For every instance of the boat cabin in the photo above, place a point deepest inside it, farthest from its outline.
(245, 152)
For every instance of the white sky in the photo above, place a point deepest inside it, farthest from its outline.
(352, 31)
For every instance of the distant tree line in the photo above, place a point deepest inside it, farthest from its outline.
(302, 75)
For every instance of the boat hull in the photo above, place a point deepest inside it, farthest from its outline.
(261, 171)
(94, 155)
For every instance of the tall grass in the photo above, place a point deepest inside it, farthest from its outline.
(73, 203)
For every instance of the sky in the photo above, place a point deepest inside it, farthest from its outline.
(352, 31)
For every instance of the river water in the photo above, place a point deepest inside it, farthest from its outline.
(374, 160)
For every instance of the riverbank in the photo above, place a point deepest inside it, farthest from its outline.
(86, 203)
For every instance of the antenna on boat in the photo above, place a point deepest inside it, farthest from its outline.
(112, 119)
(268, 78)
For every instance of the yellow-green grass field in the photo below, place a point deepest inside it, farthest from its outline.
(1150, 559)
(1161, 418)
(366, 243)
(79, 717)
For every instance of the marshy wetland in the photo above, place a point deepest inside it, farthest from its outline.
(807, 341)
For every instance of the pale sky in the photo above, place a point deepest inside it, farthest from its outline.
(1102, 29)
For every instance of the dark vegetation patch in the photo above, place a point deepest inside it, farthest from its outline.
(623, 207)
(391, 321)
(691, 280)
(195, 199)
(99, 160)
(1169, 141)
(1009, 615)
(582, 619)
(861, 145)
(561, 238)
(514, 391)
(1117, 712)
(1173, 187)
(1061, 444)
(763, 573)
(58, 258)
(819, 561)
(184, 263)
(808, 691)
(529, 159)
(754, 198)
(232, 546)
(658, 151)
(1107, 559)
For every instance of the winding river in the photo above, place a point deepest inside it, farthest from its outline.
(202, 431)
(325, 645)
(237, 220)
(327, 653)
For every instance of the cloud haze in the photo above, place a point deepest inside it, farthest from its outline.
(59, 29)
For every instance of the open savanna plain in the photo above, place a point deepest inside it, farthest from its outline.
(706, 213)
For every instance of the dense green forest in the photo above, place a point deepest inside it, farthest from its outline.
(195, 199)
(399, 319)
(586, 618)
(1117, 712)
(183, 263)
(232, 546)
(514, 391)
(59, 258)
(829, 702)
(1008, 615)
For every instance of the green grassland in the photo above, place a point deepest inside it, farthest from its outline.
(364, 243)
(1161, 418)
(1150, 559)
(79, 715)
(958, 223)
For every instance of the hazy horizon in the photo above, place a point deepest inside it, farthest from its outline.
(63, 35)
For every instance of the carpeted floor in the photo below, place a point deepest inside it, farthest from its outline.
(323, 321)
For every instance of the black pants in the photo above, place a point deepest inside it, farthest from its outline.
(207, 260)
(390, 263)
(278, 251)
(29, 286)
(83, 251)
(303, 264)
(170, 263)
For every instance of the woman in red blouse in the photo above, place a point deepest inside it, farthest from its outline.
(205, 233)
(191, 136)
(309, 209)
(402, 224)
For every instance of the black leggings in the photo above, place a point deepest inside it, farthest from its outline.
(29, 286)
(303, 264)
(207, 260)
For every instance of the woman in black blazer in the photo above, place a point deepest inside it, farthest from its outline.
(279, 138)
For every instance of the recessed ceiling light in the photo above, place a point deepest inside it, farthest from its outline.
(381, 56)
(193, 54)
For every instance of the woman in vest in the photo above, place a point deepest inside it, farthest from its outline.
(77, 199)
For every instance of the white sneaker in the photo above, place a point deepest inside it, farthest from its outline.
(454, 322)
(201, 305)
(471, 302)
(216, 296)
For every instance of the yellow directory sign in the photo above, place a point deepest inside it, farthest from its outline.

THE PROBLEM >>
Restate the whole listing exactly.

ANSWER FOR THE TASK >>
For every instance of the boat cabin in the photo above, place a point deepest inside it, farthest from its outline.
(245, 152)
For every instance of the white sky in the photo above, place a point deepest inside it, farthest from its outline.
(352, 31)
For every instance of the distant tree line in the photo above, place a point deepest inside it, farthest from its outline.
(302, 75)
For every instance of the boat hull in the photo above, place a point deepest inside it, farthest from its outline.
(261, 171)
(94, 155)
For every instance of the tall grass in the photo above, place a point deepest inside it, farthest from its outline.
(73, 203)
For every instance of the sky in the photo above, place a point deepest inside it, farthest from its outline.
(352, 31)
For every instance of the river water in the photo above, place a point deepest inside it, farthest from its outline.
(374, 160)
For every instance of the riverbank in the photo above, place a point deepest inside it, farthest from its outline.
(86, 203)
For every instance of the antenna on boat in the photo above, place a point deepest inside it, farthest from its outline.
(112, 119)
(268, 78)
For every instance of the yellow-green grass field in the photo below, place a point deepest inside it, farthest from its outline.
(1150, 559)
(1161, 418)
(366, 243)
(79, 717)
For every instance of the marshy wetland in the photo above, place a point deepest inside it, farthest from its outline.
(807, 341)
For every instance of the pale sky in the photo above, place a point deepest inside it, farthest from its outline.
(1102, 29)
For every instance of the dark vegetation patch in the photo above, place a point deepest inside it, farthest from its outline.
(623, 207)
(391, 321)
(691, 280)
(195, 199)
(99, 160)
(1169, 141)
(1009, 615)
(582, 619)
(861, 145)
(561, 238)
(514, 391)
(1117, 712)
(1173, 187)
(1061, 444)
(763, 573)
(58, 258)
(819, 561)
(184, 263)
(808, 691)
(529, 159)
(754, 198)
(232, 546)
(658, 151)
(1107, 559)
For every instance of the winding river in the photo above, place a point deepest inside it, farthest from its outline.
(202, 431)
(325, 645)
(237, 220)
(327, 653)
For every instance of the cloud haze in the photo above, place a point deepest inside it, farthest from its outline.
(59, 29)
For every instance of the open savanna plain in the photo above, place a point deepest inside it, farthest from its outline.
(706, 213)
For every instance of the dense green forest in the photo above, place a point deepest inside it, farthest from its outline.
(195, 199)
(399, 319)
(586, 618)
(1117, 712)
(183, 263)
(232, 546)
(514, 391)
(59, 258)
(829, 702)
(1008, 615)
For every instance of the green grassland in the photo above, place a point deepest inside it, farthest from its outline.
(364, 243)
(1161, 418)
(1150, 559)
(79, 715)
(958, 223)
For every instance of the hazy horizon in the photo above, place a point deepest inside it, farthest from its outline.
(63, 35)
For every instance of the carpeted floor in the photo below, place a point deepest inside it, farthest from its outline.
(323, 321)
For every instance of the black pants in the photo above, place a point deepest inside it, farthest from its outline.
(207, 260)
(390, 263)
(278, 251)
(29, 286)
(83, 251)
(303, 264)
(170, 263)
For every instance of the woman in red blouse in the photo above, place a point deepest inside it, farthest from its outline.
(205, 233)
(191, 136)
(309, 209)
(402, 224)
For every instance of the black leggings in the photo above, place a point deepest inside it, farthest from its outline.
(29, 286)
(303, 264)
(207, 260)
For every instance of the woman in black blazer in the photo above, place a point deepest inside it, farthest from its outline.
(279, 138)
For every instance of the recessed ceiling light in the photo above, place a point deepest inside it, farthest from its outline.
(381, 56)
(193, 54)
For every instance of the woman in vest in the photo above, place a point deepest inside it, farthest from its outline.
(77, 199)
For every instance of the white sneaker in the photo above, place a point deepest inside it, farthest from its outline.
(454, 322)
(201, 305)
(471, 302)
(216, 296)
For every instance of the yellow directory sign in the photo above, place a point deepest inside it, farthest from its outline.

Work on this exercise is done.